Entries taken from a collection
((

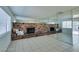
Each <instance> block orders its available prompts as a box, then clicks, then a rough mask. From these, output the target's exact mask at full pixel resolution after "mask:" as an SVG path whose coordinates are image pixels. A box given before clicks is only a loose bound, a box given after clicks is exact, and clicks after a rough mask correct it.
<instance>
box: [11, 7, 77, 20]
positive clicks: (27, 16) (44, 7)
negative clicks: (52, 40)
mask: <svg viewBox="0 0 79 59" xmlns="http://www.w3.org/2000/svg"><path fill="white" fill-rule="evenodd" d="M73 8H76V6H72V7H71V6H10V9H11V10H12V12H13V13H14V14H15V16H21V17H29V18H38V19H44V18H49V17H52V16H53V15H55V14H56V13H60V12H61V13H62V12H64V11H68V10H71V9H73Z"/></svg>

))

What you need to do: Check every line above for the word "instance" and copy those that have it.

Your solution:
Each <instance> block orders its available prompts as a box, then clicks, then a rough mask. From these, output the target's exact mask at full pixel resolution after "mask:" as an SVG path whose coordinates are image pixels. A box given before clicks is only a loose bound, a box given after clicks is exact, and clicks after a rough mask correct it.
<instance>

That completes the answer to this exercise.